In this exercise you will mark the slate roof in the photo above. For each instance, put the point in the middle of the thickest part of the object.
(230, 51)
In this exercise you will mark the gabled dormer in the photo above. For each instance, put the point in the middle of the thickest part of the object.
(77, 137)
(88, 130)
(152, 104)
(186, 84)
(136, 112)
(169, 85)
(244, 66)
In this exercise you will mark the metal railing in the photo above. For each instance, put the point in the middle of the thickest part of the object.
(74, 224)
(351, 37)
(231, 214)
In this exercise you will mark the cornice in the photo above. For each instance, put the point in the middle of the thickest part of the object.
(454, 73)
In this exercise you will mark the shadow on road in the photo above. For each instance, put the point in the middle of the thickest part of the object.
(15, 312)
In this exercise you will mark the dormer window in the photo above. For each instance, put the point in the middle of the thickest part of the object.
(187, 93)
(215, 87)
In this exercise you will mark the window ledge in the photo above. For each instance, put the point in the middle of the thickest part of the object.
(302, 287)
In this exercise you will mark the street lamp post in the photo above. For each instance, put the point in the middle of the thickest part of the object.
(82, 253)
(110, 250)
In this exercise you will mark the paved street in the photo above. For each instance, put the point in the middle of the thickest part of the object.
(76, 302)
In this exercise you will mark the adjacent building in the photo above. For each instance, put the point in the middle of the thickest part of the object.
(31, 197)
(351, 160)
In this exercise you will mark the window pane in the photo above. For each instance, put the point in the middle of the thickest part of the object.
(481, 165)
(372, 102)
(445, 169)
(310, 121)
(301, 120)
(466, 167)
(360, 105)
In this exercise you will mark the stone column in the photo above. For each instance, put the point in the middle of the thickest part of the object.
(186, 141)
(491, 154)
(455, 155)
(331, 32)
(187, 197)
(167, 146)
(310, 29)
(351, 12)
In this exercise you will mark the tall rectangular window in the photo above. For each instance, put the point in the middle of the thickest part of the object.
= = = =
WHAT YOU WILL DO:
Please make an exact copy of the entries, down to the last character.

SOLUTION TO THIS EXERCISE:
In this exercise you will mark the slate roof in the photo above. For each instance, put the point in the middle of the thickest part of the object.
(230, 51)
In this exercise you will mark the gabled dormer in the photo above. For each instance, put the point in the middle of the thickest part of the object.
(77, 137)
(88, 130)
(152, 104)
(186, 84)
(136, 112)
(169, 85)
(244, 66)
In this exercise you will mark the metal railing in the photo above. For each instance, put the point in the middle of the thickest part of the object.
(74, 224)
(351, 37)
(231, 214)
In this exercise you will mark the cornice in the photo above. For each instance, put the point in the middle of the thickest part of the object.
(454, 73)
In this exercise you will mark the shadow on road in the photo above. For each instance, put the point in the middle of the thickest part of the object.
(15, 312)
In this exercise you will mark the dormer window in the photo above. For each instance, put the point in the middle of the thickest part of the object.
(187, 93)
(215, 87)
In this exercise you will mark the window ledge in the photo above. For each instance, put the point in the middle of the thickest part of the object.
(302, 287)
In this exercise you will mark the street lamp post in the photo above. For each instance, put the point in the middle of the thickest part of the object.
(82, 253)
(110, 250)
In this exercise you will mark the paved street in the photo above. For each instance, put the point in the middle of the thickest part of the object.
(76, 302)
In this exercise you will mark the adjacent building in the photo above. For each instance, put the point in the middle of the thickest part of the object.
(31, 197)
(351, 160)
In this exercise you will mark the window pane in the photo above. For each instance, put the point in the middle of the thickest part of the object.
(481, 165)
(372, 102)
(445, 169)
(310, 121)
(301, 120)
(466, 167)
(360, 105)
In this exercise you will mark the stone column in the photo above. For each instance, put the point in the middle of the thickest part of the object.
(186, 141)
(491, 154)
(455, 155)
(331, 32)
(187, 197)
(167, 146)
(310, 29)
(351, 12)
In this exercise you will mark the tall rectangular window in the photo above. For each instance, put the point in the middle of the thickest part of the object.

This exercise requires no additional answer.